[SOURCE PASSAGE]:
==================================================

– Liam Toms (Untappd: liamtoms)
We started our epic tour of Birmingham at Pure Craft, where we found a fair range on tap and browsable fridge to the side of the bar. Much of what was on tap was from Midlands brewery Purity, which most of us tried and agreed wasn’t a bad pint. The interior felt not too dissimilar to a “posh” burger chain (think GBK, Byron). In our hungover daze (from the day before) we ended up being seated at a table in the restaurant side of the building. The menu options were fancier than we’d expected, so with burgers on the mind we headed elsewhere before continuing the tour.
With lunch out the way we headed to The Wellington. This pub was so conventional by comparison to everywhere else we went in Birmingham that you could be led to believe hipsters had opened it as a pub themed pub. “Think the Nags Head meets the Rovers Return”. The Wellington offered a long line of craft and more ‘real ale’ leaning beers on cask, with a few big name beers available for the punters who inevitably stumble into this pub mistaking it for a pub.

==================================================

[REQUIREMENTS]:
[1] From the Birmingham pub tour text, write out the passage that begins at the words "With lunch out" and stops after "it for a pub.".
[2] Condense the paragraph of the Birmingham pub tour text that opens "With lunch out the way" into a short bulleted list of its main facts.

==================================================

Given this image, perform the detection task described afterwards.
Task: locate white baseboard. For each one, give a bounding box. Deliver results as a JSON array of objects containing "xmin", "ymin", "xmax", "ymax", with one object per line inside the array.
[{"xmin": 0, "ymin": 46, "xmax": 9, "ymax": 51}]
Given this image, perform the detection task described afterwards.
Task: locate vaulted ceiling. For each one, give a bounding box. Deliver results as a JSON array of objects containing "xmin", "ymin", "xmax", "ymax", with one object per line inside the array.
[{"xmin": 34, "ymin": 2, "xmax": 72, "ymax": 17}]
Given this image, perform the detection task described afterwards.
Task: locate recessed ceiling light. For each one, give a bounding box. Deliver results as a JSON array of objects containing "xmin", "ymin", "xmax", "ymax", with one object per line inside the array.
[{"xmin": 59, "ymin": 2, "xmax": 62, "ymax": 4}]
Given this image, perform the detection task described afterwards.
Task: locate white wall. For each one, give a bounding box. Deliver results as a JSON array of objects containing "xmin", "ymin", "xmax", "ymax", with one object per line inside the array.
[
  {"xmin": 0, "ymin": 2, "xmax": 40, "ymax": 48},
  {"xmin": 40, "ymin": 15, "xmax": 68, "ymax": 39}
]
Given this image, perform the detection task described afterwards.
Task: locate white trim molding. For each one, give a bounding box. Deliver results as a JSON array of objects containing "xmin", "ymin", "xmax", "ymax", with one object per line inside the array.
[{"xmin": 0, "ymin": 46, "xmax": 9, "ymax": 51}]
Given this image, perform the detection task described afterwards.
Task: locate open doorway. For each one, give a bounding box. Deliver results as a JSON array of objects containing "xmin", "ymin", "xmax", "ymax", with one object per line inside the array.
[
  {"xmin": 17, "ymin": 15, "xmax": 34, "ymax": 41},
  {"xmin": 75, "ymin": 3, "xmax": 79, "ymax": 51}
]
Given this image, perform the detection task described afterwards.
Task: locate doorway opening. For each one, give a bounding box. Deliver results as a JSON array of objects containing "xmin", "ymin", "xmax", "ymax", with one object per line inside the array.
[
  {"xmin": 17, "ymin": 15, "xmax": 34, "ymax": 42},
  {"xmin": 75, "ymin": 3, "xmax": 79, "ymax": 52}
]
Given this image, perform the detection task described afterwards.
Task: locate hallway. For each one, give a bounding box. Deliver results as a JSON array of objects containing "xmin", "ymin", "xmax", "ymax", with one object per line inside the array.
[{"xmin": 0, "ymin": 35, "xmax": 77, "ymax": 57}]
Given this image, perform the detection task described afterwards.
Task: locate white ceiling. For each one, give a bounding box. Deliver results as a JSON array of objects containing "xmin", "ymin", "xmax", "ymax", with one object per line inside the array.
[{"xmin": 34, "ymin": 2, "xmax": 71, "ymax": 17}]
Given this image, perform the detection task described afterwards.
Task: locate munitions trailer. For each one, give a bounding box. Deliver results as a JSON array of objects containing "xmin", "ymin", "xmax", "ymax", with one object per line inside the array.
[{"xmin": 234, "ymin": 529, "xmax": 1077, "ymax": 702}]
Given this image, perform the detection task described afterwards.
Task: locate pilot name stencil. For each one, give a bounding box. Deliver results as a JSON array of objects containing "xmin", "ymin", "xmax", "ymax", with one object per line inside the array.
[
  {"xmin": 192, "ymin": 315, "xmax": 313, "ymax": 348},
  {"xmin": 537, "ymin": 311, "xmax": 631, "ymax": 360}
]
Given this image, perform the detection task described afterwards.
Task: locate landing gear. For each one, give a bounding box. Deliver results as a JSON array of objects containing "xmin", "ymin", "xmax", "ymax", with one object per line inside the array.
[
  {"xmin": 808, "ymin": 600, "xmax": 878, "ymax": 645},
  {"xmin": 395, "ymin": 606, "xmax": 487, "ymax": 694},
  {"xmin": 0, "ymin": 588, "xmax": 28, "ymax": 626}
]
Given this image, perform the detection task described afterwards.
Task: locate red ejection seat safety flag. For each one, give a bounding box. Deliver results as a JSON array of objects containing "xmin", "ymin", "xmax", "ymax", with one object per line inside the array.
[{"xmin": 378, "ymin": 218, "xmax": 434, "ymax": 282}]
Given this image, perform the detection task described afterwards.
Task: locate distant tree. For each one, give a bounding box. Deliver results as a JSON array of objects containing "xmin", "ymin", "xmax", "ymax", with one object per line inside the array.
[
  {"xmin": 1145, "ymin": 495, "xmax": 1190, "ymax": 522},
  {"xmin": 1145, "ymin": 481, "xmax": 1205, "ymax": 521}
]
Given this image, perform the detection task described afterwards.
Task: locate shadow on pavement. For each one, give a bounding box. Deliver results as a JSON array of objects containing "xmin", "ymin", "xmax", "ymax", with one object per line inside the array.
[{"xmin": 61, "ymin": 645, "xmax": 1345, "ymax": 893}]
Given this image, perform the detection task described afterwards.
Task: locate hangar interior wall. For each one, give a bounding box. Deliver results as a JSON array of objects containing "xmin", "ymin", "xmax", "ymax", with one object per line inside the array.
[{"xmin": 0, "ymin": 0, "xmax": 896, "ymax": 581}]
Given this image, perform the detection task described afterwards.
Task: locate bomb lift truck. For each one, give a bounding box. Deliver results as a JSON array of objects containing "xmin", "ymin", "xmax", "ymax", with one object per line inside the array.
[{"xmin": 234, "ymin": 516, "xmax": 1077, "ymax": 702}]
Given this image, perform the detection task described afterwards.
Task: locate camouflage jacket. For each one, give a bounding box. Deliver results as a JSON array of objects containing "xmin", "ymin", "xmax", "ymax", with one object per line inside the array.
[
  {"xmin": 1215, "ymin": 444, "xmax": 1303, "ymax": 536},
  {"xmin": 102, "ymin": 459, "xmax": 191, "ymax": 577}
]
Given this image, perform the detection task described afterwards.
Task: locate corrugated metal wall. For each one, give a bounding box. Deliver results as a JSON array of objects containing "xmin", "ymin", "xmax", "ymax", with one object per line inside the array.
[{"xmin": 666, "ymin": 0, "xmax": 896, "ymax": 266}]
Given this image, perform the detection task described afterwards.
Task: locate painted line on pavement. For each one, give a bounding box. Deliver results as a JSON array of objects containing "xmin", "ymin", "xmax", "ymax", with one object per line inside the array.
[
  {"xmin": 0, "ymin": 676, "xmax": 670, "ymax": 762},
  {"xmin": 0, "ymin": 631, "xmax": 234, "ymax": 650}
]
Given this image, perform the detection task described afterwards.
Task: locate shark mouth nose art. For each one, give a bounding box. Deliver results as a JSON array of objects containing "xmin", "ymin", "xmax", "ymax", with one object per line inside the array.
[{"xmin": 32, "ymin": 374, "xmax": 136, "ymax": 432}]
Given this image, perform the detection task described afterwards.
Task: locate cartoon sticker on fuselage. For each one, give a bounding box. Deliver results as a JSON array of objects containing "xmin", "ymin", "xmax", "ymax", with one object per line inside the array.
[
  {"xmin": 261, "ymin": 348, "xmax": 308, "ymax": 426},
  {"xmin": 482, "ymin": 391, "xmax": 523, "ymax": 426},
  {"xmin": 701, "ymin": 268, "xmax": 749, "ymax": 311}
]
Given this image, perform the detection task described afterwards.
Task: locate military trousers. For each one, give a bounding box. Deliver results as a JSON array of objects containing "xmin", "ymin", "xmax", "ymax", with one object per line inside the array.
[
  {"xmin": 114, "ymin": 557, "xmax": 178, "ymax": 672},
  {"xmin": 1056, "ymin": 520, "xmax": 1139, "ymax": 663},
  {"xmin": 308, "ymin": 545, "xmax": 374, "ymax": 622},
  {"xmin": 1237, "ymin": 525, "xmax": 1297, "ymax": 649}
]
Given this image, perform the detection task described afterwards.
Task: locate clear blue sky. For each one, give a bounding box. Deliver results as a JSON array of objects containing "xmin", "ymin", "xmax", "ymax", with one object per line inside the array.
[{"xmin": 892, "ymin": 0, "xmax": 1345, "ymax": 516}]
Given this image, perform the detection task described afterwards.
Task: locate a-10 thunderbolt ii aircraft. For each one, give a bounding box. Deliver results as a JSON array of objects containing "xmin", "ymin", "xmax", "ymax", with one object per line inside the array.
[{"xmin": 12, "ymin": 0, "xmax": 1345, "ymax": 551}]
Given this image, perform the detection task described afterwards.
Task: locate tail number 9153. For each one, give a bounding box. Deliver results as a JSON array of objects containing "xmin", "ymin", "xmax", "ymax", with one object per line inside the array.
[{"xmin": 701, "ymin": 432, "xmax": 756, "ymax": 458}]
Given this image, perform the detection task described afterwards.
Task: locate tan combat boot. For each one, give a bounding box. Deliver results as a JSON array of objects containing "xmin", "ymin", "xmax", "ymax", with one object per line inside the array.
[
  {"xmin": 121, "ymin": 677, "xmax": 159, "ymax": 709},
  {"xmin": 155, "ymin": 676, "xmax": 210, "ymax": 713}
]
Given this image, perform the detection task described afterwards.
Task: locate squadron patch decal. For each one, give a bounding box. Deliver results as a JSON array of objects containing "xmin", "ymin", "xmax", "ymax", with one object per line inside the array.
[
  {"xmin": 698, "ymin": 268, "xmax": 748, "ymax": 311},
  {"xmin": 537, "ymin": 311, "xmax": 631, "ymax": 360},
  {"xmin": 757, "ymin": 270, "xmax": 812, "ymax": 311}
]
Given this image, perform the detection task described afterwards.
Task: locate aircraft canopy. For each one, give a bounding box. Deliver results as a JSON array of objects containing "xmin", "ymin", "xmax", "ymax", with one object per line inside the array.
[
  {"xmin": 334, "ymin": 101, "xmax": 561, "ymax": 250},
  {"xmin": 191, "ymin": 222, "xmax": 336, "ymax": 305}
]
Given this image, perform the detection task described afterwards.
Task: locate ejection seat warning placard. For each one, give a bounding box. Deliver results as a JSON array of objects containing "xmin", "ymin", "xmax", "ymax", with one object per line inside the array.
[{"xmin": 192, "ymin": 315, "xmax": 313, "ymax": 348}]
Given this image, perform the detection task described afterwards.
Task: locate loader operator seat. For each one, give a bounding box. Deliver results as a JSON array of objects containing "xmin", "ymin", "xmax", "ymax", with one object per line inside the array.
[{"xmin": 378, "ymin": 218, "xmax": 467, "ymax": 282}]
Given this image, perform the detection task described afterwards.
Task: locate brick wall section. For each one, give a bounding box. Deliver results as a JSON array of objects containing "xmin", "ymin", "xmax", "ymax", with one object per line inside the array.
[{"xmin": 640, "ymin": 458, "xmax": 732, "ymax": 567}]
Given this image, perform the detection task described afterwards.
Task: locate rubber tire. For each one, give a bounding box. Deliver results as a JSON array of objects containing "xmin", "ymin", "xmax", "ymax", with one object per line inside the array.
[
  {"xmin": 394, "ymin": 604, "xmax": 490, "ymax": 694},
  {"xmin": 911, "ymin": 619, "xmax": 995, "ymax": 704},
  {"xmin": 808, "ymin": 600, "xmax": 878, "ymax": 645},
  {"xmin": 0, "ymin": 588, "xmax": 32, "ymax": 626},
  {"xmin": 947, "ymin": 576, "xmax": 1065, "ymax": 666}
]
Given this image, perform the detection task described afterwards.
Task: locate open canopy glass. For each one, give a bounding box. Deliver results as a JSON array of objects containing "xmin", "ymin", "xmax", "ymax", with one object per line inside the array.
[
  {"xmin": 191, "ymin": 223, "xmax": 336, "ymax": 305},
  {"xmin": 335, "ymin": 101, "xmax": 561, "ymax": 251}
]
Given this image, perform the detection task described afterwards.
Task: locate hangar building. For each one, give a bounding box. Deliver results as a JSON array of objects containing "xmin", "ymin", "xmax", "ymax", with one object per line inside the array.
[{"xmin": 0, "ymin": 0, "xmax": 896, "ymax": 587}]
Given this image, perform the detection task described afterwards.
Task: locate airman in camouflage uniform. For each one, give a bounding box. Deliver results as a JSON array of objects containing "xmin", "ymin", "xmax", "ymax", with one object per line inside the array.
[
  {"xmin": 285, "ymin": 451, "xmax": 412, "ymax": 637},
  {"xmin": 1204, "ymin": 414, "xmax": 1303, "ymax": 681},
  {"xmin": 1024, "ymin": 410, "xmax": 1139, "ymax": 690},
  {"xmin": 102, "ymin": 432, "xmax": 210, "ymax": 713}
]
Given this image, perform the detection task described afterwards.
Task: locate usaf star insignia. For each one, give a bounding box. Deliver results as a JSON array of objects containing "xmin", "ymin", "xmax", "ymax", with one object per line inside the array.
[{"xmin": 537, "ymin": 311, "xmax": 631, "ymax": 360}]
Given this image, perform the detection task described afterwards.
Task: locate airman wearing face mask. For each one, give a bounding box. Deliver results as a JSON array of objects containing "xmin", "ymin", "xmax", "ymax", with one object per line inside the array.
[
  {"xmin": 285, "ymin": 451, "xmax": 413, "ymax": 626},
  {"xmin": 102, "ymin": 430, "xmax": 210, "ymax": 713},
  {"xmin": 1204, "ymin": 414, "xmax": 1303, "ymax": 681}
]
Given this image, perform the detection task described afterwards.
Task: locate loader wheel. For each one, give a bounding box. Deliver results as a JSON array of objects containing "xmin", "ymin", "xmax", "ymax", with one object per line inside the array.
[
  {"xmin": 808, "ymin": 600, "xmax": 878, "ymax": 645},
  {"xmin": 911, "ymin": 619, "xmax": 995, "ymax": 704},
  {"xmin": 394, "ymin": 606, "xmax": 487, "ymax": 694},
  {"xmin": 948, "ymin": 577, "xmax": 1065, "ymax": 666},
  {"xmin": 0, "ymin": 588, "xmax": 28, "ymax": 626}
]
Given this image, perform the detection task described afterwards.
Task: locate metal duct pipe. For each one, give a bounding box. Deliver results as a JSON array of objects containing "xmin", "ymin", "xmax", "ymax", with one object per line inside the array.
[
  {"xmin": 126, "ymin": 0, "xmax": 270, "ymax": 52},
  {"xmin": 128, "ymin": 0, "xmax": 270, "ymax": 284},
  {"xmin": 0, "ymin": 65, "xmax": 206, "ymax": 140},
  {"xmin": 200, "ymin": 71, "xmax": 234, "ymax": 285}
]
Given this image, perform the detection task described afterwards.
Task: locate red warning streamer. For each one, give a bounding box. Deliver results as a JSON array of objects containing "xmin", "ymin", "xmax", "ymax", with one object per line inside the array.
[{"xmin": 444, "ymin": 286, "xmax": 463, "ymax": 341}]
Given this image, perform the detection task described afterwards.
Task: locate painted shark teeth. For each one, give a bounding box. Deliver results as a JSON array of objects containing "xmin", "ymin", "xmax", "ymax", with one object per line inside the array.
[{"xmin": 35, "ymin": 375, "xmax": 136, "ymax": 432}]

==================================================

[LIST OF SOLUTIONS]:
[1]
With lunch out the way we headed to The Wellington. This pub was so conventional by comparison to everywhere else we went in Birmingham that you could be led to believe hipsters had opened it as a pub themed pub. “Think the Nags Head meets the Rovers Return”. The Wellington offered a long line of craft and more ‘real ale’ leaning beers on cask, with a few big name beers available for the punters who inevitably stumble into this pub mistaking it for a pub.

[2]
- After lunch, the group went to The Wellington.
- Compared with everywhere else they visited in Birmingham, it was so conventional that it could pass for a pub-themed pub opened by hipsters, like "the Nags Head meets the Rovers Return."
- It offered a long line of craft and more "real ale" leaning beers on cask.
- A few big-name beers were available for punters who stumble in mistaking it for a pub.